**What is needed**
Below is some data. Retype exactly the lines starting at the one with "model.predict_boxes — Locates the street" and ending at the one with "model.predict_boxes — Locates the elephant's mouth".

**Recorded data**
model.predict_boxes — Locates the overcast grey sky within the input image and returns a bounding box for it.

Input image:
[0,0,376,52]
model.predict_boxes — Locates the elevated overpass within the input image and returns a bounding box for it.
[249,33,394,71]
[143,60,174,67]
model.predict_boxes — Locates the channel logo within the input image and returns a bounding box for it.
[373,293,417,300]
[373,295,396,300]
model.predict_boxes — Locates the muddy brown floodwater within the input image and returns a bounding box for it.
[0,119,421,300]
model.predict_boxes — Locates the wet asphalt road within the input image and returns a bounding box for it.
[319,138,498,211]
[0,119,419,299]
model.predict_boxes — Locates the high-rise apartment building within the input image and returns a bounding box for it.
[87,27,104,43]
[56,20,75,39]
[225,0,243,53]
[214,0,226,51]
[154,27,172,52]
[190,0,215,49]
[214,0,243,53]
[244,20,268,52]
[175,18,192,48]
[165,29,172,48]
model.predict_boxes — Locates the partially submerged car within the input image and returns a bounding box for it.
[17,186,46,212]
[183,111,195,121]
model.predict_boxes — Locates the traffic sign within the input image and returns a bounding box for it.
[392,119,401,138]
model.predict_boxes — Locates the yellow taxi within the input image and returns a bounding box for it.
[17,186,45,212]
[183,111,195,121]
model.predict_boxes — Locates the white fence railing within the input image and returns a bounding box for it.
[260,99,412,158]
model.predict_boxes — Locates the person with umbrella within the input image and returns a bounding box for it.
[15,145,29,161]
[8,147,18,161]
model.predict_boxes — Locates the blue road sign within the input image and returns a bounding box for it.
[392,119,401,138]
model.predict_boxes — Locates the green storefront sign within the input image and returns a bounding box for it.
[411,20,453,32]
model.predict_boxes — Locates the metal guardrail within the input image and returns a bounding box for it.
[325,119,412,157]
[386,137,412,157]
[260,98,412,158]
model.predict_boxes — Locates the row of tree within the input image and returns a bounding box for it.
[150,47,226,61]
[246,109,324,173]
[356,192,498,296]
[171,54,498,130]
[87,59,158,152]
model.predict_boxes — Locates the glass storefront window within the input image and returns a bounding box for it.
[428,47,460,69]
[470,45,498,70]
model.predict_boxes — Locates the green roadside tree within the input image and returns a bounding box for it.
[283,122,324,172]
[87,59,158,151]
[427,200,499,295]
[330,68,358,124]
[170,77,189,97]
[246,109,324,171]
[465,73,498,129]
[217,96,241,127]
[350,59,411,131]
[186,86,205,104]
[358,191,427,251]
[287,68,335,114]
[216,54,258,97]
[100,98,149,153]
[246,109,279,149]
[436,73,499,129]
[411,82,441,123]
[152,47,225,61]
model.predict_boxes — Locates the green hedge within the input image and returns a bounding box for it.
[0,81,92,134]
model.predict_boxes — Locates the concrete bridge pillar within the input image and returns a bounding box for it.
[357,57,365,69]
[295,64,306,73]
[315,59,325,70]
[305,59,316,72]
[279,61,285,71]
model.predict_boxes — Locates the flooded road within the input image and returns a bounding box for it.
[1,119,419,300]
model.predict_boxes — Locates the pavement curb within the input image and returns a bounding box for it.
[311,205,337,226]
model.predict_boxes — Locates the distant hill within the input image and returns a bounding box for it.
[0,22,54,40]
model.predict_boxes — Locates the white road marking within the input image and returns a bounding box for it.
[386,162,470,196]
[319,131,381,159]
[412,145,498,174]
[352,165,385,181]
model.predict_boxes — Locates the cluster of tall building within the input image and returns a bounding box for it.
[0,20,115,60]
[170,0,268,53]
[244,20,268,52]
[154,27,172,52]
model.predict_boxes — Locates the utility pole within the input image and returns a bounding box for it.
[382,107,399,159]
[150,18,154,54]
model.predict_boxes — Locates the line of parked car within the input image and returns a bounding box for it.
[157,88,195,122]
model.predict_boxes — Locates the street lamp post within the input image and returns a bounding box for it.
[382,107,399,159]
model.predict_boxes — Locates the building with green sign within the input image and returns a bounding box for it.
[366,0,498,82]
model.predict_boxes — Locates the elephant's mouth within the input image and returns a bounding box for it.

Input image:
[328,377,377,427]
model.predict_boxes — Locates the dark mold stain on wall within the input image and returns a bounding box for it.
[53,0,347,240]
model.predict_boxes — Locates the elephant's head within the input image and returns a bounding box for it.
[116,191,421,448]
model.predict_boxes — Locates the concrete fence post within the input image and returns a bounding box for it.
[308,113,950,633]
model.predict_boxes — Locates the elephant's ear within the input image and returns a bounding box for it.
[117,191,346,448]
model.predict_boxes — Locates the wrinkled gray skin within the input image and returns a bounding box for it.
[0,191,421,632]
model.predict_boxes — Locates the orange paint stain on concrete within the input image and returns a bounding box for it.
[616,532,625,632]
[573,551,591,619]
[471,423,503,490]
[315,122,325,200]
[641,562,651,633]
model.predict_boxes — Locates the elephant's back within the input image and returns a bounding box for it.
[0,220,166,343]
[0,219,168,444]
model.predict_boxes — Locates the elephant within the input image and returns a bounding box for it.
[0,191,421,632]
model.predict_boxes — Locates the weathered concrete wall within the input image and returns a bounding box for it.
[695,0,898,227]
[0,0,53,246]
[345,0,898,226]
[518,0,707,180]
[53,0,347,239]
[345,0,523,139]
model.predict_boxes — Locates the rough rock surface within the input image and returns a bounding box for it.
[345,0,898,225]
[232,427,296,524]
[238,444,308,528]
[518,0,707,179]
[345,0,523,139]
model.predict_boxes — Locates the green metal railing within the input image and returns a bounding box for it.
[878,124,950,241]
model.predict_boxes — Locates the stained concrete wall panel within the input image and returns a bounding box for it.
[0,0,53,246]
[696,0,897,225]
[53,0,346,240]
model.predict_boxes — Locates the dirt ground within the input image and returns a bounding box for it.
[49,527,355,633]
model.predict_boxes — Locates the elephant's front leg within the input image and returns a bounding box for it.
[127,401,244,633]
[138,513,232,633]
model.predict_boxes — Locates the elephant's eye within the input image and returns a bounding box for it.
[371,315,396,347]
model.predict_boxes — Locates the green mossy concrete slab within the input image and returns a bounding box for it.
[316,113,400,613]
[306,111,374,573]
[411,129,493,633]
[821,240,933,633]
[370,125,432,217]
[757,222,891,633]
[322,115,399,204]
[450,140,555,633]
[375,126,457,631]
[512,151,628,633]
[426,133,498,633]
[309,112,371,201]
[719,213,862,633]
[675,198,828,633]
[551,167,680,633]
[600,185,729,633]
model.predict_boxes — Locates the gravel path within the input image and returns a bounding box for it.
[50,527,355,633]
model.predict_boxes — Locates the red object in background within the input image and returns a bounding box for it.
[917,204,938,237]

...

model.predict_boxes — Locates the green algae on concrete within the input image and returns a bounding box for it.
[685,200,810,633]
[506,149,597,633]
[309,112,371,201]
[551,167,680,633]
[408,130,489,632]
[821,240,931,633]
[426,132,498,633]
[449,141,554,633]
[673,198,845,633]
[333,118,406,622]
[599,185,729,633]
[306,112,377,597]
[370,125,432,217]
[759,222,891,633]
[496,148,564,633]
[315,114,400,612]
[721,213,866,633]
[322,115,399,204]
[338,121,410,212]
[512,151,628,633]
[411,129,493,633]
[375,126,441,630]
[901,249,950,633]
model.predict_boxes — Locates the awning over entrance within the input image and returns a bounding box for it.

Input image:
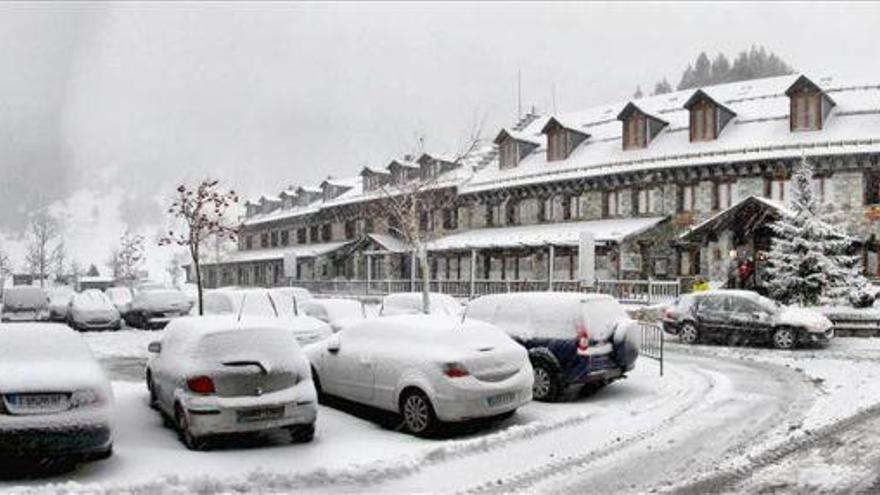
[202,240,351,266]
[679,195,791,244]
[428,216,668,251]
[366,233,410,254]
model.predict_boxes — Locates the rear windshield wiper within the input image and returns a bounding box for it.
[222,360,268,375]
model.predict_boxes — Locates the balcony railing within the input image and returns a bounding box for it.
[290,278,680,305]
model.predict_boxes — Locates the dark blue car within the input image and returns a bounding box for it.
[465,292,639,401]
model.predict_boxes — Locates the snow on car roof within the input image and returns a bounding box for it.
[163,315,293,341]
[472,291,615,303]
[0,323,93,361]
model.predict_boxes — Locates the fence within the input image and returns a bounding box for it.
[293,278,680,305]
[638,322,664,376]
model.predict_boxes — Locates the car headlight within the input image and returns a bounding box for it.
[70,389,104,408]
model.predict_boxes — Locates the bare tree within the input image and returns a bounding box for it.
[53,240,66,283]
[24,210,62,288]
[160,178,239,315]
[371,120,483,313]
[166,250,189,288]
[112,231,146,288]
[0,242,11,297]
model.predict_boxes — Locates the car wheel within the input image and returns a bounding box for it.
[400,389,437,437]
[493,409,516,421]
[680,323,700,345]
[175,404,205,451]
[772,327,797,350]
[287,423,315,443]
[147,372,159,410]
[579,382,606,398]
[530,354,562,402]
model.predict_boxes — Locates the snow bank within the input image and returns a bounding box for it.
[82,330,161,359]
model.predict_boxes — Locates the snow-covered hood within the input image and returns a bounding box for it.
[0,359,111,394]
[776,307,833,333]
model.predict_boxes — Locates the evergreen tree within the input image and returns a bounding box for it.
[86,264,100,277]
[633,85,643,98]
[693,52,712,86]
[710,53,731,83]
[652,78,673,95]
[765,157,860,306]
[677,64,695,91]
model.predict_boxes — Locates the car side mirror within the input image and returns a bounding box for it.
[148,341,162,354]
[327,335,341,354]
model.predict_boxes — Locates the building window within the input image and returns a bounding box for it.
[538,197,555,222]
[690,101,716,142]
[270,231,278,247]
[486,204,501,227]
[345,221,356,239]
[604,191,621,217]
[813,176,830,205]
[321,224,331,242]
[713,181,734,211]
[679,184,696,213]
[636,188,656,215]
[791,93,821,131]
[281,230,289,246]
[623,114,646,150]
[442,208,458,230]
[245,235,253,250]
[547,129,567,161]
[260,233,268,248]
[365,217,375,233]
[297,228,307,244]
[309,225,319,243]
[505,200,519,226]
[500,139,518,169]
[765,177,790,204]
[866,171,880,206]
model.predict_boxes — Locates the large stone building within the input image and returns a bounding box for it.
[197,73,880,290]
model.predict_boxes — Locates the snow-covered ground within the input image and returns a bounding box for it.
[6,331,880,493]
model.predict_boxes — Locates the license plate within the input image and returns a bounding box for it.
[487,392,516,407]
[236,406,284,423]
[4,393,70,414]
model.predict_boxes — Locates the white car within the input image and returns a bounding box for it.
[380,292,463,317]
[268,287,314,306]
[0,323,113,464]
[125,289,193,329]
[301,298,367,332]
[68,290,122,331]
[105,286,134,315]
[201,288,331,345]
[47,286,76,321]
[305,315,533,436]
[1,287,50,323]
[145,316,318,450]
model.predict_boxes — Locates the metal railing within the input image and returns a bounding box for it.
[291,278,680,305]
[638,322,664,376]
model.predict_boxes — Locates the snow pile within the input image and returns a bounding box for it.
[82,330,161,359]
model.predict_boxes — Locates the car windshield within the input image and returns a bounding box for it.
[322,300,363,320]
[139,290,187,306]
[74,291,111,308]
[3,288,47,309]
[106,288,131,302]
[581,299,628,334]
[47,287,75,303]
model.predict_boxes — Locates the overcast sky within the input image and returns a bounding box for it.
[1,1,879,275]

**Written solution**
model.predict_boxes — Locates the street lamp post within the input image and returns a bounding box for it.
[382,107,399,159]
model.predict_boxes — Locates the building with green sign within the input image and returns a bounding box for it.
[366,0,498,82]
model.predict_boxes — Locates the elephant's mouth within the input image and returns a bounding box for it.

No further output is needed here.